:: DATA TO EXAMINE ::
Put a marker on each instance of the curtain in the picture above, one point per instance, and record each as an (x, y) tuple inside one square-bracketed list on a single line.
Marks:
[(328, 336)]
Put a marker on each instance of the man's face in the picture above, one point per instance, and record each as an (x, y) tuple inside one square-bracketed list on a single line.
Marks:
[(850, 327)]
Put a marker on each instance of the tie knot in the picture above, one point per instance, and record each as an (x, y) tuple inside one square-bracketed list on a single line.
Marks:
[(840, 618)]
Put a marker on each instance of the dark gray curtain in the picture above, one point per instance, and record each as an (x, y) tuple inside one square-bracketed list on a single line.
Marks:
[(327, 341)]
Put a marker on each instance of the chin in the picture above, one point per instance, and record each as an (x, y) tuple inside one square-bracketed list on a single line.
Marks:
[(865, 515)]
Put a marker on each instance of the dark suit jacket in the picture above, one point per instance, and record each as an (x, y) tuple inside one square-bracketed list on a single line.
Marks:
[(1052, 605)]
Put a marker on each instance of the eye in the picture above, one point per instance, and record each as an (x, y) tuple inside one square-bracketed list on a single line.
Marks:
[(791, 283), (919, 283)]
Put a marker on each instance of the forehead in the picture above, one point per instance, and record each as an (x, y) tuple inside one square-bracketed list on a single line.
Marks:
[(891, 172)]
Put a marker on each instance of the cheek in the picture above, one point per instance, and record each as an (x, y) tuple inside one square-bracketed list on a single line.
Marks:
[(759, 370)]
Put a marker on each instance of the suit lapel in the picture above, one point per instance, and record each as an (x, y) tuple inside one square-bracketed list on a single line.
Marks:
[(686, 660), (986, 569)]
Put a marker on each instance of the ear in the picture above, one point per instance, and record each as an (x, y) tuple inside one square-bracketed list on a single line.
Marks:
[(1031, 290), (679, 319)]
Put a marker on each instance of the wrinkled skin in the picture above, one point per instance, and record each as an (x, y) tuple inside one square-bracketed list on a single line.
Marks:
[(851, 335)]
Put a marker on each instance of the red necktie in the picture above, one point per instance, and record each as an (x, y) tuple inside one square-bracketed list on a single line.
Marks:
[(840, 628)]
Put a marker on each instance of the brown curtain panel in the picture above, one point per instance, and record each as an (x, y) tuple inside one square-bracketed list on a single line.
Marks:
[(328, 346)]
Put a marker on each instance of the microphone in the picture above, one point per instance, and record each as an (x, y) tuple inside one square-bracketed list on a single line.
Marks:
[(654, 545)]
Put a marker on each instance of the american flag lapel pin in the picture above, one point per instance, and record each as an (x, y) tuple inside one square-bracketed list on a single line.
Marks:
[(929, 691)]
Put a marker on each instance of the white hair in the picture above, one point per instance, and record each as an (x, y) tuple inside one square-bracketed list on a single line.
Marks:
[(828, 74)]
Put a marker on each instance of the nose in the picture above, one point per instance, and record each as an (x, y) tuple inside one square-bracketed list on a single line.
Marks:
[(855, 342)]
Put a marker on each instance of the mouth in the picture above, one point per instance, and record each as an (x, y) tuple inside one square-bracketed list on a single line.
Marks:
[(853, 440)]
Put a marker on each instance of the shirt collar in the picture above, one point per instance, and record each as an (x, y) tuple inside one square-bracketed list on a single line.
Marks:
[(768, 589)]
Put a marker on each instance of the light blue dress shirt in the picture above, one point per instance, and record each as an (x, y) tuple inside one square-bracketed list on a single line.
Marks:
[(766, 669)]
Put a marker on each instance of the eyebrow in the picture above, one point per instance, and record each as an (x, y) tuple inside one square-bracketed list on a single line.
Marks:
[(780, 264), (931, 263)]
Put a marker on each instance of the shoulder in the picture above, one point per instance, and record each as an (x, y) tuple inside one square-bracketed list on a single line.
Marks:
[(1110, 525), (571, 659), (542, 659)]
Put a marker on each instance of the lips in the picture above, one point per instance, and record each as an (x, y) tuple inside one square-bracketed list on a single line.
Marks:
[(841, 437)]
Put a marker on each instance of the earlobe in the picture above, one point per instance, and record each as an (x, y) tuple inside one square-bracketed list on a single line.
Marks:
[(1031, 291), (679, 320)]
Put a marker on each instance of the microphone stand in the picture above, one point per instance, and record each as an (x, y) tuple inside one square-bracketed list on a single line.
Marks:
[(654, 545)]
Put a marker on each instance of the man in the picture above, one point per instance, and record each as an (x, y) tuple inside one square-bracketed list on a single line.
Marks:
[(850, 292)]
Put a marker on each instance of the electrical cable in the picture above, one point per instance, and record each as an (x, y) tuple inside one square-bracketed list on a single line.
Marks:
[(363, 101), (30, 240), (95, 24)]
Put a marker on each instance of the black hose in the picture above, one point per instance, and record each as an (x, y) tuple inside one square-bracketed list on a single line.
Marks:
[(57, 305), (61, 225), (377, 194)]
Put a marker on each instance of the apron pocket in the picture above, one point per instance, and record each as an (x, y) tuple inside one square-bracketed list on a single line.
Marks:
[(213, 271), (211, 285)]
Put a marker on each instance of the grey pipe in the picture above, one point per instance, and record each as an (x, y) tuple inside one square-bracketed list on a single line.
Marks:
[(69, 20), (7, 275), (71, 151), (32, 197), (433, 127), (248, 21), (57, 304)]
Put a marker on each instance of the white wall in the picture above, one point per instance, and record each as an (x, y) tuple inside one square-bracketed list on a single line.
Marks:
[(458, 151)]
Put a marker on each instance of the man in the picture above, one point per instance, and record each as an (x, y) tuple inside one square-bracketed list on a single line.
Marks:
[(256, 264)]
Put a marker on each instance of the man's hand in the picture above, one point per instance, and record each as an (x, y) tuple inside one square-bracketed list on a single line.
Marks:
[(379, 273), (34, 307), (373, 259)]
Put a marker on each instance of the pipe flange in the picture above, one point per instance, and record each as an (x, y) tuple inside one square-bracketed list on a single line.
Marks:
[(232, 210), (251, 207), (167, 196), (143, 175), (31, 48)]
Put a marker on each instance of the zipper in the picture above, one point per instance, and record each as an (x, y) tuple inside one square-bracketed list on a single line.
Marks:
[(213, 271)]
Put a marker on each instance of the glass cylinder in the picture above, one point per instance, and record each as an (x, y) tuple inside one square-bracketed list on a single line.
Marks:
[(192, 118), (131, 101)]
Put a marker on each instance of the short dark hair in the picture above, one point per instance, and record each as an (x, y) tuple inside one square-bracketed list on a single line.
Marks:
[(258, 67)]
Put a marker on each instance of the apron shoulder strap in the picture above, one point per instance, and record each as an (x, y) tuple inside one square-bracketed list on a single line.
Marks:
:::
PROBLEM DESCRIPTION: The entries above are to be output exactly as they appear.

SOLUTION:
Put a marker on each instance of the curtain in the picture above, one point per instance, and record each as an (x, y) tuple inside one square-bracketed list on a single line.
Marks:
[(328, 336)]
Put a marker on each instance of the man's face in the picture above, one point per instance, and record each as an (x, y) tuple inside one square-bracketed list on a single line.
Marks:
[(850, 327)]
Put a marker on each instance of the tie knot in the picture above, one point per instance, and record each as an (x, y) tuple inside one square-bracketed list on a single line.
Marks:
[(840, 618)]
Put a marker on each instance of the dark gray curtain in the picture above, one point per instance, and record each as an (x, y) tuple inside one square-bracketed list on a single line.
Marks:
[(327, 341)]
Put a marker on each instance of the chin in the picture above, one point per instance, and record each as an (x, y) tuple inside one square-bracketed list on a single line.
Marks:
[(865, 515)]
Put a marker on each instance of the dark suit jacket in the picture above, one point per instance, and record each as an (x, y) tuple inside one square-bracketed list on a single line.
Marks:
[(1052, 605)]
Put a marker on each instance of the eye in the picture above, one point per instance, and record each as an (x, y) tuple inside one square-bracketed list on a single line.
Marks:
[(791, 283), (919, 283)]
Put a marker on each instance of the forehead in the picture above, one point per instance, and record each as an (x, y) tuple inside one square-bracketed list on a single line.
Marks:
[(891, 172)]
Put a marker on each instance of the cheek in the picture above, one point per instance, and record each as an (x, y) tuple inside one square-bracketed list on a single line.
Marks:
[(759, 370)]
Put a marker on each instance of the suit lapel in the picture above, one point per instance, and record each as an (x, y) tuple inside one square-bracketed list on a single line.
Marks:
[(686, 660), (986, 569)]
Put a marker on each instance of the ear in the picture above, one point per instance, and record each as an (x, y) tuple inside one square-bracketed list on a single line.
Marks:
[(1031, 290), (679, 319)]
Put a marker on each instance of the wrinkled skin in the picture above, one point per instance, and record each as an (x, y) tuple inside one square-bracketed list on a single line.
Marks:
[(851, 335)]
Put a marker on each instance of the red necktie in the picture above, one point per instance, and record each as an (x, y) tuple inside one square-bracketed list on a single line.
Marks:
[(840, 628)]
Put a marker on each instance of the brown curtain panel in the picture above, one point per instance, and record each as an (x, y) tuple inside one square-bracketed list on a single line.
Marks:
[(328, 346)]
Put a marker on each instance of the microphone in the picture above, one point per instance, and record each as an (x, y) tuple inside one square-bracketed list on a single line.
Marks:
[(654, 545)]
Put a marker on each instance of the american flag lapel pin in the picture above, one point per instance, and record each as an (x, y) tuple inside one square-bracketed list on a single line.
Marks:
[(929, 691)]
Put a marker on each instance of the white hair in the picture above, one point per instance, and record each as an (x, y) tuple inside one square-bracketed list on a single line.
Marks:
[(828, 74)]
Put a marker on each instance of the nose in the picture above, one point per instance, and record each as an (x, y) tuple inside one square-bracketed list on a single line.
Marks:
[(855, 342)]
Put a marker on each instance of the mouth in the picture above, one point per instance, and record each as an (x, y) tuple inside one square-bracketed list on a single line.
Marks:
[(853, 440)]
Put a marker on each instance of the shirt collar in the picture above, one point per instance, and record each as an (x, y) tuple inside one square-bracketed list on a single line.
Marks:
[(768, 589)]
Put a marker on each instance of the light blue dress shirt in the picture above, one point per instance, and record each as an (x, y) tuple inside one square-bracketed list on a single line.
Marks:
[(766, 669)]
Put a marker on each instance of the eyebrow in the picture above, one point per instance, and record each as an (x, y) tuple inside one square-bracketed list on a single line.
Marks:
[(780, 264), (931, 263)]
Put a marker on each instance of the shoulder in the picture above, one point per instance, and record each as an (x, y) tuple inside one square-bracketed list on a single line.
Marks:
[(1110, 525), (571, 659), (542, 659)]
Put a marker on each instance of the lips in the picture above, one point per instance, and record each as an (x, y) tuple inside one square-bracketed list on a single line.
Marks:
[(841, 437)]
Put a marker on each instance of the earlobe in the picture above, one point per instance, and record each as an (x, y) tuple inside one square-bracketed list on a single line.
Marks:
[(1031, 291), (679, 320)]
Put a marker on each instance of the microphone stand in the picture above, one point per instance, and record each as an (x, y) tuple inside one square-bracketed list on a single line.
Marks:
[(654, 545)]
Put a marker on each instance of the man in the picture above, one point per instance, and record each as an (x, y) tuple inside one square-bracketed list on a single line.
Marks:
[(850, 292)]
Put a marker on each instance of the electrical cable in the picture above, one point per instance, and record each as an (x, y) tuple inside one square-bracketed list on a single line.
Marks:
[(363, 101), (30, 240), (95, 24)]
Put a marker on each instance of the black hose in the picture above, one point per instance, and record each as an (x, y) tuple inside one square-bracketed list on a single line.
Marks:
[(57, 305), (61, 225), (377, 194)]
Put a marker on each instance of the apron pocket in the picture above, one point per instance, and record each as an (x, y) tuple inside one square-bracketed list on a single line.
Marks:
[(213, 271), (211, 285)]
Put a marker on each instance of the grey pipe in the picture above, one point per instance, and record each as an (x, y) tuple inside one square-bracketed list on a single line.
Marks:
[(69, 20), (7, 275), (71, 151), (32, 197), (433, 127), (248, 21), (57, 304)]
Put a marker on each instance of the white wall in the picture above, one point per instance, and record each as an (x, y) tuple inside one square-bracketed list on a single line.
Marks:
[(458, 151)]
Put a marker on each instance of the man in the picture above, one point per instance, and record each as an (x, y) tuple inside one square-bracketed list on a single line.
Marks:
[(256, 264)]
Put a marker on each instance of the man's hand in the picture above, one point per instance, and record each as an (x, y) tuple inside one square-bracketed list on a single line.
Marks:
[(379, 273), (34, 307), (373, 259)]
Put a marker on each instance of the pipe flange in the picture above, one point per instance, and record each as an (x, y) tuple inside one square-bracketed list on a single line.
Marks:
[(232, 210), (251, 207), (167, 196), (143, 175), (31, 48)]
Put a marker on each instance of the zipper in the picture above, one point per instance, and record each as an (x, y) tuple inside one square-bracketed list on a single line.
Marks:
[(213, 271)]
Put a marker on each instance of the glass cylinder in the picture above, one point per instance, and record each as an (x, y) tuple inside one square-bracketed list on a single line.
Marks:
[(192, 118), (131, 101)]
Put a marker on each instance of the short dark hair in the picture above, one point per instance, and record each as an (x, y) tuple inside one square-bracketed list on a single line.
Marks:
[(258, 67)]
Put a marker on each instance of the apron shoulder strap in the picture above, one point per instance, and record each as an (x, y) tuple inside one square-bracketed list on a single line.
Marks:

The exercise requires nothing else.